··· Document extract

A Church socially involved with women

Although Christians in India are only a tiny minority of the population (about 2.5% of its 1.03 billion citizens) and only a little more than half of them are Catholics, the Church is very active in the social arena – including in the empowerment of women, as Comboni Brother Fabio Patt saw on a recent visit.

Almost every diocese has a Social Service Society or a Social Action Centre that coordinates many different activities aimed at building a more just society through human development. Together with Natural Resource Management (including sustainable agriculture, prevention of soil erosion, rain water harvesting, etc.) and campaigns against Child Labour, the Empowerment of Women is a top priority in the southern regions of India.

 Condition of women

The plight of women in India is far worse than in other patriarchal societies. This is due to the socio-cultural-religious sanctions women have to face in every detail of their lives:

1.  The concept of the caste system (which is the intrinsic backbone of life and society). The caste logic professes that human beings are born unequal, live unequal and die unequal. There is no possibility of changing one's caste or having mobility within the caste system during this earthly life. The caste system is culturally deep-rooted, but nowadays things are changing very gradually, thanks to both legislation and education.

2.  The male domination due to cultural practices.

3.  The dowry system, where the bride’s family has to pay huge sums of money and give expensive gadgets to the groom. 

 Equality imposed?

The Indian Constitution has imposed equality of persons as the dominant value system. This is creating a conflict between the traditionally in-built values of inequality, and the process of modernization.

The very low and silent role that traditionally has been assigned to women, practically restricting them to the inside of the house, is today being militantly resisted. The mythical value of “a glorious harmony in hierarchy of castes” is now replaced by the new trend of “competition for equality”, where also minority groups (such as women and lower caste people) are given more importance while striving to make their presence felt and enjoy an equal place in society.

Officially, the dowry system has also been abolished by law, and in all Indian states there are laws that mandate the prosecution of those practicing it (although, in practice, convictions are not easily made and this tradition continues to thrive).

 New awareness

The Catholic Church aims at eradicating these and other social problems through conscientization of the people and working towards the formation of a just and sustainable social order, where the Gospel values of love, equality and peace are nurtured and lived, so that the human dignity of the poor and marginalised can be restored through a process of empowerment where the poor emerge as persons with a positive self image.

This is the particular Vision and Mission of “Caritas India”, the social concern and action organization set up by the Catholic Bishops’ Conference of India. Through its regional and diocesan offices throughout the country, Caritas India provides welfare and relief assistance to people in cities and remote villages alike during emergencies and natural or man-made disasters.  It also runs programs of capacity building for human development, often in cooperation with local social agencies and/or organizations of different denominations and religions.

······

| Stated exercise |
Answer these questions on the text about the Church and women in India:
1. What share of India's population is Christian?
2. What must the bride's family give the groom under the dowry system?
3. Which body set up Caritas India?

··· Given records

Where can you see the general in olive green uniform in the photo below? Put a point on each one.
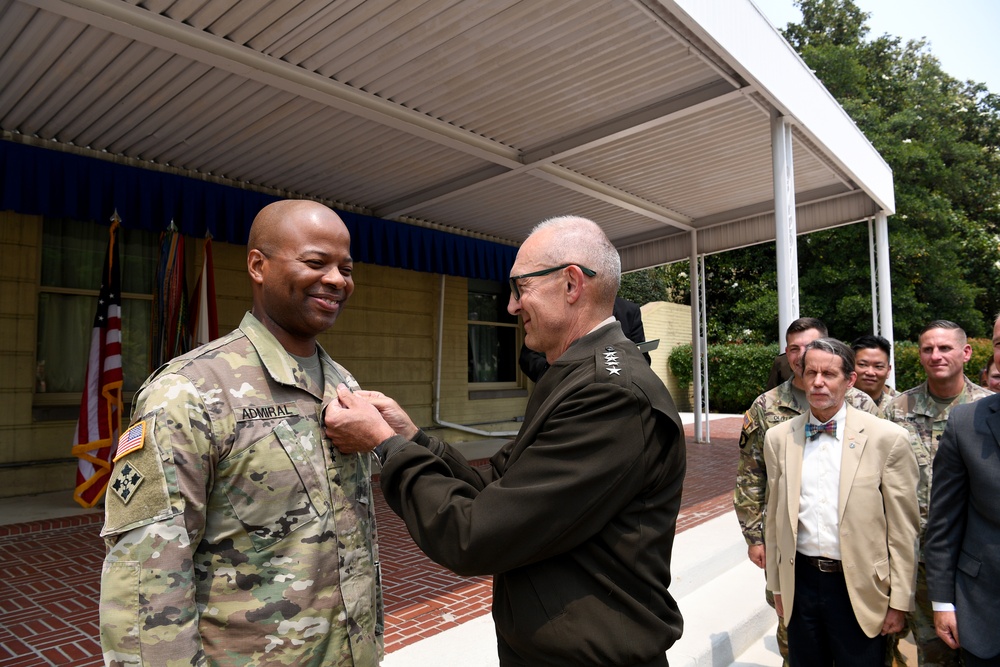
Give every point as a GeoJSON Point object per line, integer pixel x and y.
{"type": "Point", "coordinates": [236, 534]}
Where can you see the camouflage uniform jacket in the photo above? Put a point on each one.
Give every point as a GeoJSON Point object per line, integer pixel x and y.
{"type": "Point", "coordinates": [236, 535]}
{"type": "Point", "coordinates": [770, 409]}
{"type": "Point", "coordinates": [917, 412]}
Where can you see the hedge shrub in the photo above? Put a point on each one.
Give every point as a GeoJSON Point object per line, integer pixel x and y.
{"type": "Point", "coordinates": [738, 372]}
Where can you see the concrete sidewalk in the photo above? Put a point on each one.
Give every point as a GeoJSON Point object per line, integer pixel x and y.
{"type": "Point", "coordinates": [719, 591]}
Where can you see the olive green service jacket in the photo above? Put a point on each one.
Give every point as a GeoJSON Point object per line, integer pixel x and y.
{"type": "Point", "coordinates": [575, 517]}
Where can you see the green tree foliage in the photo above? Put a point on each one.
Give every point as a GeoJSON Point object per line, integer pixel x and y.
{"type": "Point", "coordinates": [941, 137]}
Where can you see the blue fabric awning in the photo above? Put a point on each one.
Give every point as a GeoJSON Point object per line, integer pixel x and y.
{"type": "Point", "coordinates": [38, 181]}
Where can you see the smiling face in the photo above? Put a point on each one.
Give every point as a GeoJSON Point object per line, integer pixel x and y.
{"type": "Point", "coordinates": [872, 366]}
{"type": "Point", "coordinates": [943, 353]}
{"type": "Point", "coordinates": [540, 307]}
{"type": "Point", "coordinates": [795, 344]}
{"type": "Point", "coordinates": [302, 274]}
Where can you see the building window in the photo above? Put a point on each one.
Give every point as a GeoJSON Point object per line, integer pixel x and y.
{"type": "Point", "coordinates": [72, 256]}
{"type": "Point", "coordinates": [492, 334]}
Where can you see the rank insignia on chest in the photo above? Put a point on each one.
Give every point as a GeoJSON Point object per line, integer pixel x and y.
{"type": "Point", "coordinates": [131, 440]}
{"type": "Point", "coordinates": [611, 361]}
{"type": "Point", "coordinates": [126, 482]}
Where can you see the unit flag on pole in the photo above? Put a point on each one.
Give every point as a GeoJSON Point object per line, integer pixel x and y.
{"type": "Point", "coordinates": [101, 404]}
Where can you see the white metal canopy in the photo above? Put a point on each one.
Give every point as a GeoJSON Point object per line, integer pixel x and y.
{"type": "Point", "coordinates": [652, 117]}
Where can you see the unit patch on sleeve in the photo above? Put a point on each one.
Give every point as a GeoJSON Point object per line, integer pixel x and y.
{"type": "Point", "coordinates": [131, 439]}
{"type": "Point", "coordinates": [126, 482]}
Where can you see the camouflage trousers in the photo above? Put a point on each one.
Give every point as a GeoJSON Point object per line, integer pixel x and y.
{"type": "Point", "coordinates": [782, 633]}
{"type": "Point", "coordinates": [931, 651]}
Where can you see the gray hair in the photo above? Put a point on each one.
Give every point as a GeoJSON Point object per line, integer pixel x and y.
{"type": "Point", "coordinates": [582, 241]}
{"type": "Point", "coordinates": [835, 347]}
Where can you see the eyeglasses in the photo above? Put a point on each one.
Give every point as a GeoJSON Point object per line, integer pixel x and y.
{"type": "Point", "coordinates": [516, 290]}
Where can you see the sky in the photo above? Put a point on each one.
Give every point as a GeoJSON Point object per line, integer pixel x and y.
{"type": "Point", "coordinates": [962, 34]}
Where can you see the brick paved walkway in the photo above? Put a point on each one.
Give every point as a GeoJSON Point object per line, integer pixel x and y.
{"type": "Point", "coordinates": [49, 571]}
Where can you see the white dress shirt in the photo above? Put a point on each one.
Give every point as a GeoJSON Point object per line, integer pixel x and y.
{"type": "Point", "coordinates": [819, 522]}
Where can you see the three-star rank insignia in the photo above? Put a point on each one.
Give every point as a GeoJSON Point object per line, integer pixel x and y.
{"type": "Point", "coordinates": [126, 482]}
{"type": "Point", "coordinates": [611, 361]}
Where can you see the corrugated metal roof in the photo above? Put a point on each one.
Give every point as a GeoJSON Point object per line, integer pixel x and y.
{"type": "Point", "coordinates": [484, 116]}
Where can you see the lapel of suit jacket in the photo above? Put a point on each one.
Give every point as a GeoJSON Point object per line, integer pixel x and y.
{"type": "Point", "coordinates": [795, 443]}
{"type": "Point", "coordinates": [850, 458]}
{"type": "Point", "coordinates": [993, 420]}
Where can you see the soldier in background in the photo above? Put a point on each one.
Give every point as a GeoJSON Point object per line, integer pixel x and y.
{"type": "Point", "coordinates": [236, 533]}
{"type": "Point", "coordinates": [871, 354]}
{"type": "Point", "coordinates": [771, 408]}
{"type": "Point", "coordinates": [923, 411]}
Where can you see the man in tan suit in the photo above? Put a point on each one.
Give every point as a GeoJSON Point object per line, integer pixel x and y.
{"type": "Point", "coordinates": [842, 517]}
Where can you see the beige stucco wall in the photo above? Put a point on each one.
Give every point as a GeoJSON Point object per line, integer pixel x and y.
{"type": "Point", "coordinates": [387, 337]}
{"type": "Point", "coordinates": [671, 324]}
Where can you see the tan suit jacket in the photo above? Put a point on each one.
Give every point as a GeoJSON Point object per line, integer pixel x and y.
{"type": "Point", "coordinates": [878, 514]}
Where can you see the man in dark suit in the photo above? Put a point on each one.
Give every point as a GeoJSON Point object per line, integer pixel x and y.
{"type": "Point", "coordinates": [962, 549]}
{"type": "Point", "coordinates": [841, 529]}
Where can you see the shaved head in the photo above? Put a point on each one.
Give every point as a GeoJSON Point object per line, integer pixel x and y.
{"type": "Point", "coordinates": [301, 271]}
{"type": "Point", "coordinates": [570, 238]}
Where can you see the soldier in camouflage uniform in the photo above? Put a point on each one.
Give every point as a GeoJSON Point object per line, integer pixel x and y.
{"type": "Point", "coordinates": [923, 411]}
{"type": "Point", "coordinates": [771, 408]}
{"type": "Point", "coordinates": [236, 534]}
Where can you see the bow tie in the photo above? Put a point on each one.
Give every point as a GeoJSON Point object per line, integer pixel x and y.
{"type": "Point", "coordinates": [813, 430]}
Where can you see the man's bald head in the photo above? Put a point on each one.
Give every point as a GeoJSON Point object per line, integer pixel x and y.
{"type": "Point", "coordinates": [572, 239]}
{"type": "Point", "coordinates": [301, 271]}
{"type": "Point", "coordinates": [270, 223]}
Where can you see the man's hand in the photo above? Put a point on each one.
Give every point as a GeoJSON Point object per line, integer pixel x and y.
{"type": "Point", "coordinates": [946, 625]}
{"type": "Point", "coordinates": [894, 622]}
{"type": "Point", "coordinates": [394, 415]}
{"type": "Point", "coordinates": [353, 424]}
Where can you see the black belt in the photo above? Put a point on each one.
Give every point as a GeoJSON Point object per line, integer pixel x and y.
{"type": "Point", "coordinates": [823, 564]}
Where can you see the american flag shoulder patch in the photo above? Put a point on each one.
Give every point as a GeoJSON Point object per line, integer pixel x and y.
{"type": "Point", "coordinates": [131, 440]}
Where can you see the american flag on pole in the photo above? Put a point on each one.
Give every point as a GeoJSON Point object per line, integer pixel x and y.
{"type": "Point", "coordinates": [204, 317]}
{"type": "Point", "coordinates": [101, 405]}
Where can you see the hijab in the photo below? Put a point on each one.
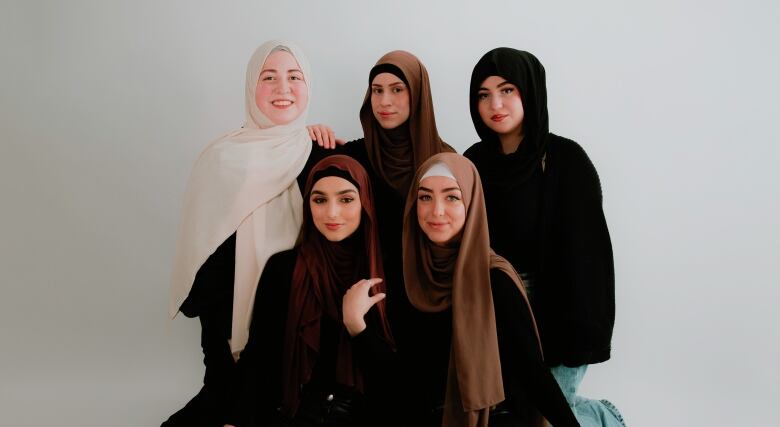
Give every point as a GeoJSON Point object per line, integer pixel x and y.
{"type": "Point", "coordinates": [457, 276]}
{"type": "Point", "coordinates": [523, 70]}
{"type": "Point", "coordinates": [245, 183]}
{"type": "Point", "coordinates": [323, 273]}
{"type": "Point", "coordinates": [396, 153]}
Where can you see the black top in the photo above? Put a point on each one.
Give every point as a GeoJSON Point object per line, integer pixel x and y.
{"type": "Point", "coordinates": [258, 391]}
{"type": "Point", "coordinates": [553, 226]}
{"type": "Point", "coordinates": [528, 383]}
{"type": "Point", "coordinates": [212, 288]}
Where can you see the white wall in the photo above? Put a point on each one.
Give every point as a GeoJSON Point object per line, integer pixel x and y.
{"type": "Point", "coordinates": [105, 104]}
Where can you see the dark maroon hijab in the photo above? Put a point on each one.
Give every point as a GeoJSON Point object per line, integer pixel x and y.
{"type": "Point", "coordinates": [323, 273]}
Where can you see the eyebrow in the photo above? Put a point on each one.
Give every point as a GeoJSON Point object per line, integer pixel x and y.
{"type": "Point", "coordinates": [391, 84]}
{"type": "Point", "coordinates": [443, 191]}
{"type": "Point", "coordinates": [504, 83]}
{"type": "Point", "coordinates": [338, 193]}
{"type": "Point", "coordinates": [273, 70]}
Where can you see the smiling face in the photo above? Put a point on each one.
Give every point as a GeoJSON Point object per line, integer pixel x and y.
{"type": "Point", "coordinates": [335, 207]}
{"type": "Point", "coordinates": [500, 107]}
{"type": "Point", "coordinates": [441, 212]}
{"type": "Point", "coordinates": [389, 100]}
{"type": "Point", "coordinates": [281, 93]}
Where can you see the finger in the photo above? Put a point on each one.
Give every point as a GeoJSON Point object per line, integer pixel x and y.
{"type": "Point", "coordinates": [376, 298]}
{"type": "Point", "coordinates": [331, 138]}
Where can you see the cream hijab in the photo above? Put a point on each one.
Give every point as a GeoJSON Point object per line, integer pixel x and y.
{"type": "Point", "coordinates": [244, 183]}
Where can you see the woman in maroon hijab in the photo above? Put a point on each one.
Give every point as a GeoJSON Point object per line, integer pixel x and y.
{"type": "Point", "coordinates": [319, 336]}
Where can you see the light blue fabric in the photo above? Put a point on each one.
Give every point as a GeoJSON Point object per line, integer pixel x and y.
{"type": "Point", "coordinates": [589, 412]}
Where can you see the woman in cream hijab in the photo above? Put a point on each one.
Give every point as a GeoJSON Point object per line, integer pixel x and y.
{"type": "Point", "coordinates": [243, 203]}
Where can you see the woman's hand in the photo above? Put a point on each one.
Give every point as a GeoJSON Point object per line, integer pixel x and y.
{"type": "Point", "coordinates": [324, 136]}
{"type": "Point", "coordinates": [356, 304]}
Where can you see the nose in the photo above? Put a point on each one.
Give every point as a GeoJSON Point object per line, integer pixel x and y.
{"type": "Point", "coordinates": [283, 86]}
{"type": "Point", "coordinates": [438, 208]}
{"type": "Point", "coordinates": [495, 102]}
{"type": "Point", "coordinates": [333, 210]}
{"type": "Point", "coordinates": [385, 99]}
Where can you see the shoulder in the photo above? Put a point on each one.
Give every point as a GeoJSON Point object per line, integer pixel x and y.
{"type": "Point", "coordinates": [501, 283]}
{"type": "Point", "coordinates": [281, 261]}
{"type": "Point", "coordinates": [565, 149]}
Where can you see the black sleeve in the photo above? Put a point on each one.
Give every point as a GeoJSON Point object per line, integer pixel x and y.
{"type": "Point", "coordinates": [256, 392]}
{"type": "Point", "coordinates": [212, 289]}
{"type": "Point", "coordinates": [592, 265]}
{"type": "Point", "coordinates": [526, 378]}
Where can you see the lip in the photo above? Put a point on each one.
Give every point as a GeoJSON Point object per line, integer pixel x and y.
{"type": "Point", "coordinates": [284, 103]}
{"type": "Point", "coordinates": [437, 225]}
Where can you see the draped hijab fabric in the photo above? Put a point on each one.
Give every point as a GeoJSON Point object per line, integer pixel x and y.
{"type": "Point", "coordinates": [396, 153]}
{"type": "Point", "coordinates": [526, 72]}
{"type": "Point", "coordinates": [457, 276]}
{"type": "Point", "coordinates": [245, 183]}
{"type": "Point", "coordinates": [323, 273]}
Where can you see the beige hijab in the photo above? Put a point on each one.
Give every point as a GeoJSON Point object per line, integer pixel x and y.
{"type": "Point", "coordinates": [458, 275]}
{"type": "Point", "coordinates": [244, 183]}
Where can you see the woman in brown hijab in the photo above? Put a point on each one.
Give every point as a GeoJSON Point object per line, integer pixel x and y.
{"type": "Point", "coordinates": [483, 363]}
{"type": "Point", "coordinates": [319, 338]}
{"type": "Point", "coordinates": [400, 133]}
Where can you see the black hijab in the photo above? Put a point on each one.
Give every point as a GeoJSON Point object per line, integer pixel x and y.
{"type": "Point", "coordinates": [522, 69]}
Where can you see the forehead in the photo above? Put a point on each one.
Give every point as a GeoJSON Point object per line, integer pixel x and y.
{"type": "Point", "coordinates": [493, 82]}
{"type": "Point", "coordinates": [439, 183]}
{"type": "Point", "coordinates": [331, 184]}
{"type": "Point", "coordinates": [280, 61]}
{"type": "Point", "coordinates": [384, 79]}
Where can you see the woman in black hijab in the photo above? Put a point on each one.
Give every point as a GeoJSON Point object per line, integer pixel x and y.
{"type": "Point", "coordinates": [544, 206]}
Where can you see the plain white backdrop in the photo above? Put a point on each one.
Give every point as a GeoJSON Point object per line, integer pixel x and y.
{"type": "Point", "coordinates": [105, 104]}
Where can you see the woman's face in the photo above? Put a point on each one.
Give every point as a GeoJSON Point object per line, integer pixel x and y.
{"type": "Point", "coordinates": [440, 209]}
{"type": "Point", "coordinates": [335, 207]}
{"type": "Point", "coordinates": [389, 100]}
{"type": "Point", "coordinates": [500, 106]}
{"type": "Point", "coordinates": [281, 93]}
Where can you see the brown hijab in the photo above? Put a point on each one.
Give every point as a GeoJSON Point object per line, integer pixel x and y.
{"type": "Point", "coordinates": [458, 276]}
{"type": "Point", "coordinates": [396, 153]}
{"type": "Point", "coordinates": [323, 273]}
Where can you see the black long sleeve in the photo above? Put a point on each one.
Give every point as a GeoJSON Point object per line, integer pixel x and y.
{"type": "Point", "coordinates": [527, 381]}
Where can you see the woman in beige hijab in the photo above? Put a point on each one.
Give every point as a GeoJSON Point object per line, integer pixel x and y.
{"type": "Point", "coordinates": [482, 365]}
{"type": "Point", "coordinates": [243, 203]}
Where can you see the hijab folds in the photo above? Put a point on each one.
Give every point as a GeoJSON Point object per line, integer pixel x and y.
{"type": "Point", "coordinates": [396, 153]}
{"type": "Point", "coordinates": [244, 183]}
{"type": "Point", "coordinates": [526, 72]}
{"type": "Point", "coordinates": [323, 273]}
{"type": "Point", "coordinates": [457, 276]}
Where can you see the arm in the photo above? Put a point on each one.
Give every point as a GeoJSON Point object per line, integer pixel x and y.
{"type": "Point", "coordinates": [257, 386]}
{"type": "Point", "coordinates": [526, 378]}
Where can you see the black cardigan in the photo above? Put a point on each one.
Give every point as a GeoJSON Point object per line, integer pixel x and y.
{"type": "Point", "coordinates": [574, 293]}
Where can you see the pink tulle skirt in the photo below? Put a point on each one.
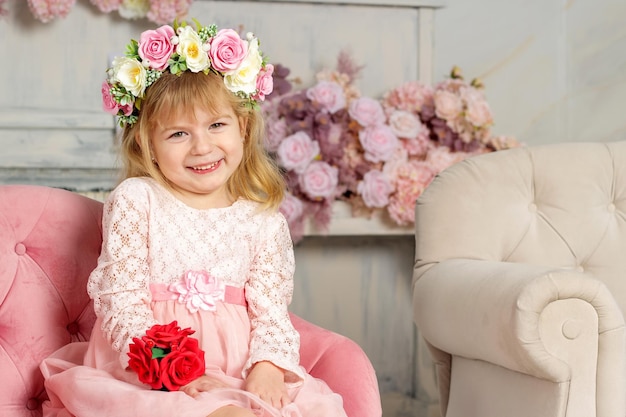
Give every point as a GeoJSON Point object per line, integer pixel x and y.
{"type": "Point", "coordinates": [87, 380]}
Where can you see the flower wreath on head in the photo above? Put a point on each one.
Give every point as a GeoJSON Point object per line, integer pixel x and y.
{"type": "Point", "coordinates": [179, 48]}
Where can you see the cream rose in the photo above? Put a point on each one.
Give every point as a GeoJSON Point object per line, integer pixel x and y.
{"type": "Point", "coordinates": [405, 124]}
{"type": "Point", "coordinates": [244, 77]}
{"type": "Point", "coordinates": [130, 74]}
{"type": "Point", "coordinates": [191, 49]}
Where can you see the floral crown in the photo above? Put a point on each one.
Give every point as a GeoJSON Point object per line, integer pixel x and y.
{"type": "Point", "coordinates": [179, 48]}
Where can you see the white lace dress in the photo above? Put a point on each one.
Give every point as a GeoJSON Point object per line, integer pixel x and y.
{"type": "Point", "coordinates": [151, 242]}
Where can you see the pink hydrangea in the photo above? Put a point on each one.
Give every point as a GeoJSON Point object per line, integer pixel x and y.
{"type": "Point", "coordinates": [410, 96]}
{"type": "Point", "coordinates": [107, 6]}
{"type": "Point", "coordinates": [297, 151]}
{"type": "Point", "coordinates": [412, 179]}
{"type": "Point", "coordinates": [329, 95]}
{"type": "Point", "coordinates": [379, 142]}
{"type": "Point", "coordinates": [47, 10]}
{"type": "Point", "coordinates": [166, 11]}
{"type": "Point", "coordinates": [375, 189]}
{"type": "Point", "coordinates": [367, 111]}
{"type": "Point", "coordinates": [319, 180]}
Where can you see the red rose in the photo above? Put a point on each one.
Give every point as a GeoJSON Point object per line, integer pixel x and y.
{"type": "Point", "coordinates": [182, 365]}
{"type": "Point", "coordinates": [166, 358]}
{"type": "Point", "coordinates": [167, 335]}
{"type": "Point", "coordinates": [141, 361]}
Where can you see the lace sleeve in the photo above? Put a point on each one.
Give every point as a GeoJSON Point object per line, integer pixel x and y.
{"type": "Point", "coordinates": [119, 284]}
{"type": "Point", "coordinates": [269, 291]}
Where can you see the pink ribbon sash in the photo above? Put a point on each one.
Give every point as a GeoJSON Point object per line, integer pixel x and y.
{"type": "Point", "coordinates": [232, 295]}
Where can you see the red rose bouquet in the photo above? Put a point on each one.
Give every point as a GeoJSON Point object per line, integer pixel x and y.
{"type": "Point", "coordinates": [166, 358]}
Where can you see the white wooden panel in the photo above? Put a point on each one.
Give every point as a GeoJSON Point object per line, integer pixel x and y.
{"type": "Point", "coordinates": [308, 37]}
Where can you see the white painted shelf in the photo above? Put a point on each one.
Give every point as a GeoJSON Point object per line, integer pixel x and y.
{"type": "Point", "coordinates": [344, 224]}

······

| Reply |
1. About 2.5%.
2. Huge sums of money and expensive gadgets.
3. The Catholic Bishops' Conference of India.